─── DATA SUPPLIED ───

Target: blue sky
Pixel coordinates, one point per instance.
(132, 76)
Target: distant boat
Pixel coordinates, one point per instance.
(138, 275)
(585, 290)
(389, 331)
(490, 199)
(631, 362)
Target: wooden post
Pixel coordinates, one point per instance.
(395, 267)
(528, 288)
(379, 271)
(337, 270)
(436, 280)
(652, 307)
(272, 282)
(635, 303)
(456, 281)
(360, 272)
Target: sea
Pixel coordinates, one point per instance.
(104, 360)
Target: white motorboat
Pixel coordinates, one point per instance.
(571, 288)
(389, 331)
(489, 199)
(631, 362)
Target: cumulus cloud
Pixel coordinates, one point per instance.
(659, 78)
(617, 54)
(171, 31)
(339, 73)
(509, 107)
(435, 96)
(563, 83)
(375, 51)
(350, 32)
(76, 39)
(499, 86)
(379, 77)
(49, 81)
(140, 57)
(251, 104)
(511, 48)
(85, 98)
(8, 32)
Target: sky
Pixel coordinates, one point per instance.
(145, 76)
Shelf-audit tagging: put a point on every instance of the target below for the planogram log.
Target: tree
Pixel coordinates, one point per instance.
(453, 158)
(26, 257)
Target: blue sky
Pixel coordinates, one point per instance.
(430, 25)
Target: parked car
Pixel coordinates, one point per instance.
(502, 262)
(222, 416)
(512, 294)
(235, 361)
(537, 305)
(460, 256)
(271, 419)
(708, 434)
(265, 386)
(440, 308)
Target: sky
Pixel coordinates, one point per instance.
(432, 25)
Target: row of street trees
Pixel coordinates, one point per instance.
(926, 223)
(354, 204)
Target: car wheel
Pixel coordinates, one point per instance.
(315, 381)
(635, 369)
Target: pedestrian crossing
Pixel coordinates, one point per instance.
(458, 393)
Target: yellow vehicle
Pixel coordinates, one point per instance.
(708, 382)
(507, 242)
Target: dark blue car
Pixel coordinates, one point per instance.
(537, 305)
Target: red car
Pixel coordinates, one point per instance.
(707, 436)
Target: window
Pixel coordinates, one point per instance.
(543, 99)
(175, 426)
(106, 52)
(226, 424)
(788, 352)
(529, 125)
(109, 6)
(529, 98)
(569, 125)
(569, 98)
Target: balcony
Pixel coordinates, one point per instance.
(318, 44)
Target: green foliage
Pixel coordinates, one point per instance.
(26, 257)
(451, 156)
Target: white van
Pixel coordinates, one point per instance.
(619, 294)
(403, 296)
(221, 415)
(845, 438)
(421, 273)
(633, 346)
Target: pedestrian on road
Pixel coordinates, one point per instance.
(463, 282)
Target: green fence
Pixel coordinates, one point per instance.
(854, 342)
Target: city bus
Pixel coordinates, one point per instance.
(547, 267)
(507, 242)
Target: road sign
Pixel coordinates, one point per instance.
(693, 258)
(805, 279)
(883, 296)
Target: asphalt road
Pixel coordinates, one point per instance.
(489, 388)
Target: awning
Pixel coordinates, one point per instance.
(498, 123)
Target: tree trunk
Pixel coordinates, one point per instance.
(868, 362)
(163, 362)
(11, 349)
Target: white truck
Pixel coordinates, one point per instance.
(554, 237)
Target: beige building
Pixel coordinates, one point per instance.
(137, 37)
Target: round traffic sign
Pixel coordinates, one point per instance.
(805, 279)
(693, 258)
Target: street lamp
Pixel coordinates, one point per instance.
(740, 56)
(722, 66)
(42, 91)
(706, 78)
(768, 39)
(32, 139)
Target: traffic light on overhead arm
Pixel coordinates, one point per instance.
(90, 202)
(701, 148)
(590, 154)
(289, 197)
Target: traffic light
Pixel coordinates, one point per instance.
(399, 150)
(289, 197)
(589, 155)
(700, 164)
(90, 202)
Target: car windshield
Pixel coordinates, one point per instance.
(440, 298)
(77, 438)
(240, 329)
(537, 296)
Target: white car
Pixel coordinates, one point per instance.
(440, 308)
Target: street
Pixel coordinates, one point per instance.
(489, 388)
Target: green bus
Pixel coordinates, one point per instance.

───

**WORK REQUIRED**
Turn every line of the entries above into a numbered list, leaving out any blank lines.

**TASK SOLUTION**
1. Target: blue sky
2. Pixel coordinates, one point per instance.
3. (132, 76)
4. Target: distant boat
5. Pixel coordinates, one point per instance.
6. (138, 275)
7. (585, 290)
8. (389, 331)
9. (490, 199)
10. (631, 362)
11. Target: wooden post
12. Pixel coordinates, one point per instance.
13. (395, 267)
14. (528, 288)
15. (379, 271)
16. (337, 270)
17. (436, 280)
18. (652, 307)
19. (272, 282)
20. (635, 303)
21. (456, 281)
22. (360, 272)
23. Target: sea
24. Pixel coordinates, one point per instance.
25. (104, 360)
26. Target: white motorboat
27. Pixel coordinates, one point per instance.
28. (571, 288)
29. (389, 331)
30. (489, 199)
31. (631, 362)
32. Target: cumulus cloud
33. Pixel coordinates, one point per instance.
34. (659, 78)
35. (617, 54)
36. (171, 31)
37. (339, 73)
38. (509, 107)
39. (435, 96)
40. (563, 83)
41. (375, 51)
42. (350, 32)
43. (76, 39)
44. (499, 86)
45. (379, 77)
46. (49, 81)
47. (140, 57)
48. (251, 104)
49. (511, 48)
50. (85, 98)
51. (8, 32)
52. Target: sky
53. Pixel coordinates, one point per instance.
54. (145, 76)
55. Shelf-audit tagging: put a point on every instance of the target below for the planogram log.
56. Target: tree
57. Pixel coordinates, one point per instance.
58. (453, 158)
59. (26, 257)
60. Target: blue sky
61. Pixel coordinates, one point per instance.
62. (430, 25)
63. Target: parked car
64. Pixel coordinates, one point per instance.
65. (502, 262)
66. (222, 416)
67. (512, 294)
68. (235, 361)
69. (537, 305)
70. (460, 256)
71. (271, 419)
72. (708, 434)
73. (265, 386)
74. (440, 308)
75. Target: sky
76. Pixel coordinates, one point per instance.
77. (432, 25)
78. Target: row of street trees
79. Pixel coordinates, one point per instance.
80. (926, 223)
81. (354, 204)
82. Target: car wheel
83. Pixel coordinates, one point per instance.
84. (315, 381)
85. (635, 369)
86. Target: pedestrian crossing
87. Pixel coordinates, one point per instance.
88. (458, 393)
89. Target: yellow vehicle
90. Pixel coordinates, one point per instance.
91. (708, 382)
92. (507, 242)
93. Target: dark blue car
94. Pixel coordinates, one point per instance.
95. (537, 305)
96. Target: red car
97. Pixel coordinates, one point per instance.
98. (707, 436)
99. Target: window
100. Pixel coordinates, one point per instance.
101. (543, 99)
102. (175, 426)
103. (106, 52)
104. (226, 424)
105. (788, 352)
106. (529, 125)
107. (109, 6)
108. (529, 98)
109. (569, 125)
110. (569, 98)
111. Target: balcony
112. Pixel coordinates, one point per instance.
113. (318, 44)
114. Target: green foliage
115. Pixel coordinates, one point per instance.
116. (26, 257)
117. (451, 156)
118. Target: white van
119. Pixel coordinates, one point per instance.
120. (619, 294)
121. (403, 296)
122. (221, 415)
123. (845, 438)
124. (421, 273)
125. (633, 346)
126. Target: pedestrian on road
127. Pixel coordinates, one point per instance.
128. (463, 282)
129. Target: green fence
130. Pixel coordinates, one point per instance.
131. (854, 342)
132. Target: city bus
133. Pixel coordinates, one point per instance.
134. (547, 267)
135. (507, 242)
136. Target: road sign
137. Pixel coordinates, one point per instance.
138. (693, 258)
139. (805, 279)
140. (883, 296)
141. Target: asphalt road
142. Pixel coordinates, one point per instance.
143. (489, 388)
144. Target: awning
145. Pixel coordinates, one point per instance.
146. (498, 123)
147. Target: tree trunk
148. Pixel coordinates, one point per instance.
149. (868, 362)
150. (163, 362)
151. (11, 349)
152. Target: white truck
153. Pixel coordinates, one point per instance.
154. (554, 237)
155. Target: beige building
156. Pixel coordinates, one point per instance.
157. (137, 37)
158. Target: round traffic sign
159. Pixel coordinates, one point per instance.
160. (805, 279)
161. (693, 258)
162. Target: street lamp
163. Pixel coordinates, one point per instance.
164. (740, 56)
165. (722, 66)
166. (42, 91)
167. (706, 78)
168. (768, 39)
169. (32, 139)
170. Target: traffic light on overhead arm
171. Pixel coordinates, one point per instance.
172. (90, 202)
173. (701, 148)
174. (590, 154)
175. (289, 197)
176. Target: traffic light
177. Pixel coordinates, one point per instance.
178. (399, 150)
179. (289, 197)
180. (589, 155)
181. (700, 164)
182. (90, 202)
183. Target: car windshield
184. Pixel coordinates, one point per instance.
185. (440, 298)
186. (77, 438)
187. (240, 329)
188. (537, 296)
189. Target: white car
190. Pixel coordinates, one point per instance.
191. (440, 308)
192. Target: street
193. Pixel coordinates, one point per instance.
194. (489, 388)
195. Target: green bus
196. Pixel coordinates, one point per instance.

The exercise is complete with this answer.